▼

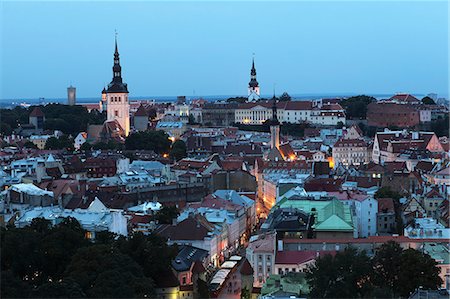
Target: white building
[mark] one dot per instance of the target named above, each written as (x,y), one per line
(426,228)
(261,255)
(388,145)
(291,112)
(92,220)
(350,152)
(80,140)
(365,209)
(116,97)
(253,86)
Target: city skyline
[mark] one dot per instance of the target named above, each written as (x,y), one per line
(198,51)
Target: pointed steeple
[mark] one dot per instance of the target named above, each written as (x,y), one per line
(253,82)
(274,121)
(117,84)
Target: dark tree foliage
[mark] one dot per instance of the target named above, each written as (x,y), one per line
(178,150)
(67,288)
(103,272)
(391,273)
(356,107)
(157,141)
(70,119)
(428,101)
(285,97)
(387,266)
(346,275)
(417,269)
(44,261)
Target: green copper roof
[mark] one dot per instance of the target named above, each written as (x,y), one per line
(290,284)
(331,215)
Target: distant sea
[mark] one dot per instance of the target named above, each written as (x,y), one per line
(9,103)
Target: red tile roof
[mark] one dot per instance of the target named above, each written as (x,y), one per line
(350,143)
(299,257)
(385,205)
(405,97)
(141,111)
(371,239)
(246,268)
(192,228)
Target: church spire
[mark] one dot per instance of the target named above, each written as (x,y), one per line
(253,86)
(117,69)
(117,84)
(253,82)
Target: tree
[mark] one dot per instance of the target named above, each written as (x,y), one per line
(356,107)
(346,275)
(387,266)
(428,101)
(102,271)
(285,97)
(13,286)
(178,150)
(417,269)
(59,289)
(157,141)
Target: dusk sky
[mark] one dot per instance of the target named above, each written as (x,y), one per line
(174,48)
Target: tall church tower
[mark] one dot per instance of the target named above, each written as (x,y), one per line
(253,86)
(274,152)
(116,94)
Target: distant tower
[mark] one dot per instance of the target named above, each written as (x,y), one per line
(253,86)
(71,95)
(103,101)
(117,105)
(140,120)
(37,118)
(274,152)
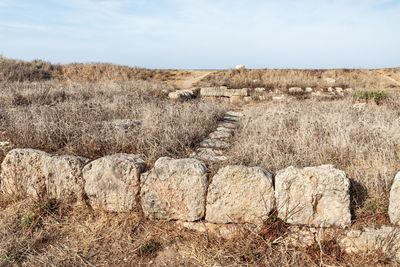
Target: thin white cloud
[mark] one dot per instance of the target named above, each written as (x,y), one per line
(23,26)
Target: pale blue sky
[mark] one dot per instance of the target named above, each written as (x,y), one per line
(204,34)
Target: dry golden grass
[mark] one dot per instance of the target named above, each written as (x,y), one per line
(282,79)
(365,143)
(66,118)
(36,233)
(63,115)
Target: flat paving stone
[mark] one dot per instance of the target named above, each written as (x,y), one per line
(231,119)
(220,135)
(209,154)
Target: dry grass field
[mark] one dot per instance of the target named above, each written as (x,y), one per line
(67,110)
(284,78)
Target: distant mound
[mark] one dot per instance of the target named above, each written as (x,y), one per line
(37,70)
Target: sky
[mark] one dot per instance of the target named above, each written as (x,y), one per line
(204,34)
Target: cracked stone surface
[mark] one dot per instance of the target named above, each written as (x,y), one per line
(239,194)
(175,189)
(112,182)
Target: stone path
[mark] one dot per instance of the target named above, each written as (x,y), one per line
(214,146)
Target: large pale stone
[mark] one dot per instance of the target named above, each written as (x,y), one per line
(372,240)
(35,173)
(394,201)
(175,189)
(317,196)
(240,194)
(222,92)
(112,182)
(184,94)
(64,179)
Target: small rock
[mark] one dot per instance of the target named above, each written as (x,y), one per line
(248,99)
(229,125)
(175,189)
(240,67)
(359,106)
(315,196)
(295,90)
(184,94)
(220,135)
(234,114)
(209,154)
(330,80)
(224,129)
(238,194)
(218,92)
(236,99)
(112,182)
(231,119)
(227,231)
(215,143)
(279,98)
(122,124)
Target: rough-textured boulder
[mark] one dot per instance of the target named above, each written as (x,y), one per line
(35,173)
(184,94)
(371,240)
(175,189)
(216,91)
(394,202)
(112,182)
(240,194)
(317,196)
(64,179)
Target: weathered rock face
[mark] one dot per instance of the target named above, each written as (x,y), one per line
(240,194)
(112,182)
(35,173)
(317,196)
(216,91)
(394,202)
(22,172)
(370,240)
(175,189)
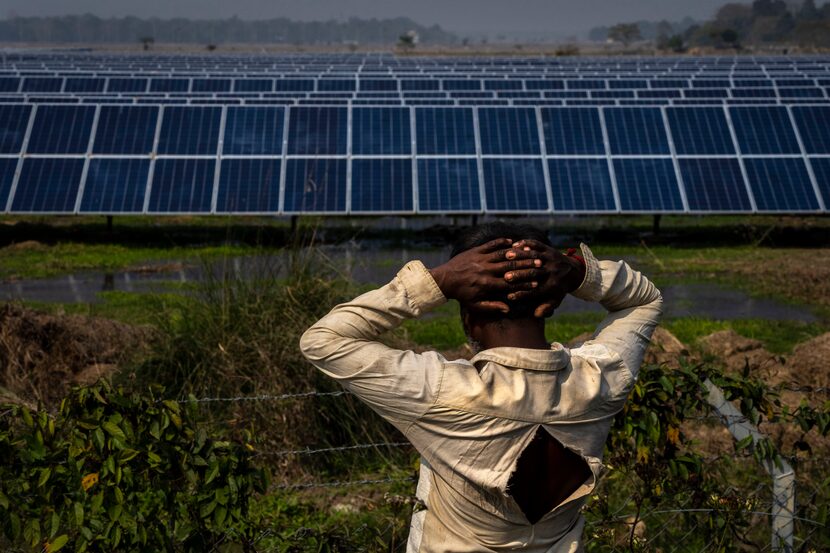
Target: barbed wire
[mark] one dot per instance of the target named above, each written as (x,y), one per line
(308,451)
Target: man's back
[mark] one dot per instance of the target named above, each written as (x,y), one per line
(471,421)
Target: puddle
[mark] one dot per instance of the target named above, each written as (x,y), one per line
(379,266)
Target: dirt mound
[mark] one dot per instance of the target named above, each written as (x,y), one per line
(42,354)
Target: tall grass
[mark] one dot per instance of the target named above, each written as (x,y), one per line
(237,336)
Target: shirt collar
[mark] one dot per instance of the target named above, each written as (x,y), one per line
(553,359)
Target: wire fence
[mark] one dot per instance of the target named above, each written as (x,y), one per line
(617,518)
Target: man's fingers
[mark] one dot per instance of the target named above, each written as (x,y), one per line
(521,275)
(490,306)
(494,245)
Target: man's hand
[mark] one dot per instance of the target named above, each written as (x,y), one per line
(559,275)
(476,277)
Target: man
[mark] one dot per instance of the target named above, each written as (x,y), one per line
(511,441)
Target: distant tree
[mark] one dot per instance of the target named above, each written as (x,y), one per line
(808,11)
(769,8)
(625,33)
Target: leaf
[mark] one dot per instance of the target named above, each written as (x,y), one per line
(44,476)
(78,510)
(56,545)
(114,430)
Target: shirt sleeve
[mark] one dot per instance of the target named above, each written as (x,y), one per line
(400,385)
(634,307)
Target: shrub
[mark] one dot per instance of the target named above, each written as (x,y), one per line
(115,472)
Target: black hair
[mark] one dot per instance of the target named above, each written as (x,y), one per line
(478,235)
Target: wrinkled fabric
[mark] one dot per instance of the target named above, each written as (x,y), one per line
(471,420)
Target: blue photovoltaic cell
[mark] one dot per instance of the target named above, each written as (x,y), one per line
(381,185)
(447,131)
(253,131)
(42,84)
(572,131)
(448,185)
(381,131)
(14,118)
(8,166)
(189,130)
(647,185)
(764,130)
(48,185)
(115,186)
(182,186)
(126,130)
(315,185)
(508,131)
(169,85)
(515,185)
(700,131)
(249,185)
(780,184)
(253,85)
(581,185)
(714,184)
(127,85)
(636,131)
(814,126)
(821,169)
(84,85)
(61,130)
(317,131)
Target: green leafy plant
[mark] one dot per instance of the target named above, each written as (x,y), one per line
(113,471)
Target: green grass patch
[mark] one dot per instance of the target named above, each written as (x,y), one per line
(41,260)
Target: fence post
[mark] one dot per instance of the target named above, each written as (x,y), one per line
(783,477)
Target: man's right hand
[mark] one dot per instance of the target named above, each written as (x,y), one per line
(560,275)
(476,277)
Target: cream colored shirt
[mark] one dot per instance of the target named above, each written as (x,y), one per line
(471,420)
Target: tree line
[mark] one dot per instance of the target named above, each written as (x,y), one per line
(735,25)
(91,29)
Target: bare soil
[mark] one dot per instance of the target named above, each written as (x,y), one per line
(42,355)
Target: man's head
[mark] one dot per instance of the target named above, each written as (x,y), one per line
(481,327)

▲

## Work order:
Find every line of the data that includes the string "church". Copy each of those lines.

## Exercise output:
Target: church spire
Target: tall church tower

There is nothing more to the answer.